Your instructions ▸
Recast the entries below as a Markdown table with two columns, Row and Line, giving each line its own numbered row and leaving out any blank lines.

Records for this task ▸
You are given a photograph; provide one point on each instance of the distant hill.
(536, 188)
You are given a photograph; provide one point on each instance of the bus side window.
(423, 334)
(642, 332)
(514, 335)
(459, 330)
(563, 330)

Output of the exercise ▸
| Row | Line |
|---|---|
| 1 | You are given a photograph; provide one point on each instance of the distant hill. |
| 2 | (536, 188) |
| 3 | You are given a photograph; provide one point on each instance of the bus side window. |
| 4 | (423, 334) |
| 5 | (642, 332) |
| 6 | (514, 335) |
| 7 | (459, 330) |
| 8 | (563, 330) |